(Instructions to follow)
Rewrite the lines from the one containing "For the benchmark, mark every instance of the dark" through the end of the material, replacing "thickest" with "widest" and leaving all else unchanged. Omit the pictures.

(Dataset entries)
(begin)
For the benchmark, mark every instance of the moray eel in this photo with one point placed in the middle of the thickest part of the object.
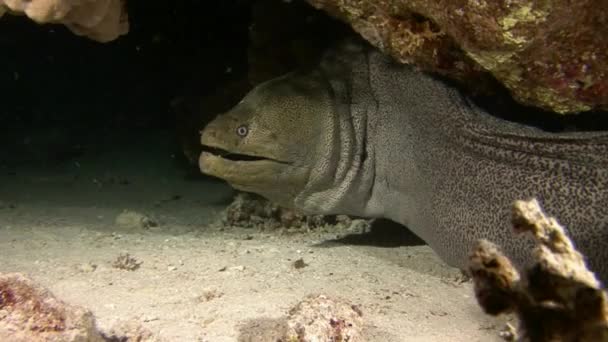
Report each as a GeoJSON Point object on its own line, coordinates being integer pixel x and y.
{"type": "Point", "coordinates": [366, 136]}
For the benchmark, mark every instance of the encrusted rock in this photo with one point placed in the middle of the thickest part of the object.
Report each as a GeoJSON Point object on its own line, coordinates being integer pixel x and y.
{"type": "Point", "coordinates": [100, 20]}
{"type": "Point", "coordinates": [549, 54]}
{"type": "Point", "coordinates": [31, 313]}
{"type": "Point", "coordinates": [556, 299]}
{"type": "Point", "coordinates": [315, 318]}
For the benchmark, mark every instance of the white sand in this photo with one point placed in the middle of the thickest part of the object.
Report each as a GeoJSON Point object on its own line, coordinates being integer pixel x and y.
{"type": "Point", "coordinates": [57, 220]}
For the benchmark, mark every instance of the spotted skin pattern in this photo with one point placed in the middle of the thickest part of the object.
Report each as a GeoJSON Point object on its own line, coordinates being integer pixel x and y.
{"type": "Point", "coordinates": [397, 143]}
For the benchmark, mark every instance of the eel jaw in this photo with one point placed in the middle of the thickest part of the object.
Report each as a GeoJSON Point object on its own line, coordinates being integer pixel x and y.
{"type": "Point", "coordinates": [242, 171]}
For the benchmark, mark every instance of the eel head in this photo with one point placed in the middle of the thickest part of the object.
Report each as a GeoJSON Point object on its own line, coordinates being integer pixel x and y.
{"type": "Point", "coordinates": [266, 143]}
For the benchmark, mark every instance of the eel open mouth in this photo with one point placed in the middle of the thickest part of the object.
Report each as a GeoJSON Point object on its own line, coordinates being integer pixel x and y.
{"type": "Point", "coordinates": [230, 155]}
{"type": "Point", "coordinates": [224, 154]}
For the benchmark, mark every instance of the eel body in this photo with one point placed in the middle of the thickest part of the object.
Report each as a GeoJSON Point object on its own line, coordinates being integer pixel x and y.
{"type": "Point", "coordinates": [363, 135]}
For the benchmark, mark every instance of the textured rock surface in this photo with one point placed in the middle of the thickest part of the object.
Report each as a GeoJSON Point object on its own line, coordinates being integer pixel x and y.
{"type": "Point", "coordinates": [557, 298]}
{"type": "Point", "coordinates": [29, 312]}
{"type": "Point", "coordinates": [315, 318]}
{"type": "Point", "coordinates": [549, 54]}
{"type": "Point", "coordinates": [100, 20]}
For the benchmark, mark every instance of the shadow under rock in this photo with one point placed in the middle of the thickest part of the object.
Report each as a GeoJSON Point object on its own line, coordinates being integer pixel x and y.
{"type": "Point", "coordinates": [382, 233]}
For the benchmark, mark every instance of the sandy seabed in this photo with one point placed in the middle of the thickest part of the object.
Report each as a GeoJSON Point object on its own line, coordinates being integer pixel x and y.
{"type": "Point", "coordinates": [200, 283]}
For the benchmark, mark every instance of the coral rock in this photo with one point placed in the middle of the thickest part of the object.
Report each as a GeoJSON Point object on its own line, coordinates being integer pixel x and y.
{"type": "Point", "coordinates": [100, 20]}
{"type": "Point", "coordinates": [557, 298]}
{"type": "Point", "coordinates": [549, 54]}
{"type": "Point", "coordinates": [28, 312]}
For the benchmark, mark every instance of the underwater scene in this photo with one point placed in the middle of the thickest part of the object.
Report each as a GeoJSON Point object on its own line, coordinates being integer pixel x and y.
{"type": "Point", "coordinates": [304, 170]}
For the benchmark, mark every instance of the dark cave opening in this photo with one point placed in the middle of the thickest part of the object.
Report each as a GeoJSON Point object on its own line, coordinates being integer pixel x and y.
{"type": "Point", "coordinates": [63, 94]}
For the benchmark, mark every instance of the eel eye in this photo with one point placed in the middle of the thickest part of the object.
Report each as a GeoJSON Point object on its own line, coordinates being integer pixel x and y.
{"type": "Point", "coordinates": [242, 131]}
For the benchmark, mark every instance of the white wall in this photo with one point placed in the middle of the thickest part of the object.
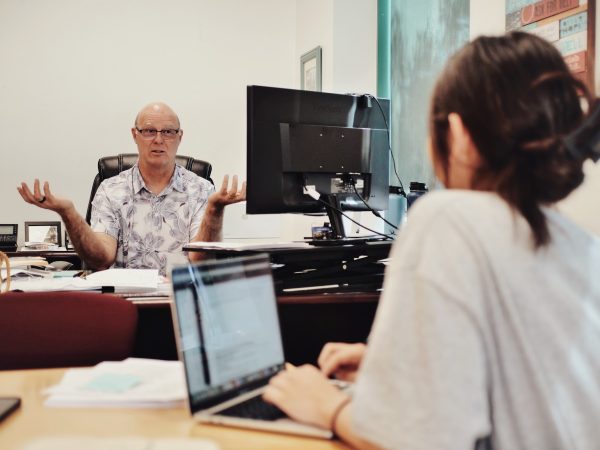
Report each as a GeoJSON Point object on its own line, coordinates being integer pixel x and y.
{"type": "Point", "coordinates": [347, 32]}
{"type": "Point", "coordinates": [75, 73]}
{"type": "Point", "coordinates": [583, 206]}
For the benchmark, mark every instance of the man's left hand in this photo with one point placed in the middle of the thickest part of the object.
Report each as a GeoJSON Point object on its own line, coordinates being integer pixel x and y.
(end)
(Solution to the exercise)
For the benchmark, mark every instance of the dark cave opening in this photo with one point placed in the middle of the widest part of the object.
Report each as a GeoJSON Point object on its own line, coordinates being integer pixel x and y.
{"type": "Point", "coordinates": [63, 94]}
For the benchmark, mark every instance of the eel eye in this photo with one point placed in the middle of the widest part of the object.
Report each as a GeoJSON Point object on its own line, coordinates being integer pixel x and y.
{"type": "Point", "coordinates": [242, 131]}
For the benchmark, mark every instance of the white wall in this photo with one point placed in the middle of the widest part of the object.
Report each as a GeoJSON Point object on its own line, coordinates being integer pixel x and y.
{"type": "Point", "coordinates": [347, 32]}
{"type": "Point", "coordinates": [75, 73]}
{"type": "Point", "coordinates": [583, 206]}
For the benchmark, mark every instance of the man's left hand in this photo with one point placed in the middle of the widest part of the object.
Report each as a GeoJSON Point object on its own line, coordinates being integer pixel x and y.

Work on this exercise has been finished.